(Problem)
Starting from the line that contains "Where can the wooden", reproduce each line exactly through the end of the material, and include no other lines.

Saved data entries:
□ □ □ □ □
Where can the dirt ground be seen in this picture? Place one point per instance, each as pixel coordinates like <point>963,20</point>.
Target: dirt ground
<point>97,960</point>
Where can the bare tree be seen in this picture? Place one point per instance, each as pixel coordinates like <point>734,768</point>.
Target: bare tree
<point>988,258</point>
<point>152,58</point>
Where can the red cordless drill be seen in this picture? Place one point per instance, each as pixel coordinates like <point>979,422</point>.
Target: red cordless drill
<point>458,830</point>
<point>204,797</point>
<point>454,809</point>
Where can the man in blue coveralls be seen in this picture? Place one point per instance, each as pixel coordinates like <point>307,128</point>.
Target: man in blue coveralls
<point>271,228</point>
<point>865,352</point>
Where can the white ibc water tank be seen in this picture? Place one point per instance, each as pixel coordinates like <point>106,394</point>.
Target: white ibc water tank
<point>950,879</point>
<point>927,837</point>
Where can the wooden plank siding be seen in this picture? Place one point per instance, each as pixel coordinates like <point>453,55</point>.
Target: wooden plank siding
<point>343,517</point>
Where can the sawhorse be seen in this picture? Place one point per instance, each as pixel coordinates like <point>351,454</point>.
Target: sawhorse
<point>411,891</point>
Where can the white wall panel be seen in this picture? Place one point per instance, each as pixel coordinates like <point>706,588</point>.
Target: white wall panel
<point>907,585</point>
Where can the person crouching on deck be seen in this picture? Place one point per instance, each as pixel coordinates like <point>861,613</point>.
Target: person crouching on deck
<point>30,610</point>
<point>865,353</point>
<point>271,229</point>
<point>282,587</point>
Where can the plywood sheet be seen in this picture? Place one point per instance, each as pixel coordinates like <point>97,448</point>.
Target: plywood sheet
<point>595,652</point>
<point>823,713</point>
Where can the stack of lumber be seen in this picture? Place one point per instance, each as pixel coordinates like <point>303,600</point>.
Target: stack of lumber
□ □ □ □ □
(Result)
Where can the wooden plank siding be seen in this picture? Place one point per instance, each as pixel coordinates like <point>453,55</point>.
Target: wooden plank siding
<point>343,517</point>
Where can the sawhorse be seen in this picture? Place one point per instance, each as pixel coordinates like <point>351,454</point>.
Target: sawhorse
<point>411,891</point>
Where can the white wall panel be seen in this picture? Place one point per instance, each as pixel coordinates like <point>706,588</point>.
Target: white wall panel
<point>907,585</point>
Where can the person crouching on deck be seen in this picture? Place one point per instance, each as pixel coordinates like <point>861,613</point>.
Target: person crouching on deck
<point>30,610</point>
<point>865,353</point>
<point>271,229</point>
<point>282,587</point>
Where can the plywood sheet be seen in this picture? Place one point per instance, each as pixel coordinates like <point>97,448</point>.
Target: plywood sheet
<point>595,652</point>
<point>823,713</point>
Where can the stack of lumber be seen in this picture? Place one point per instance, each as pixel coordinates like <point>303,600</point>.
Target: stack of lumber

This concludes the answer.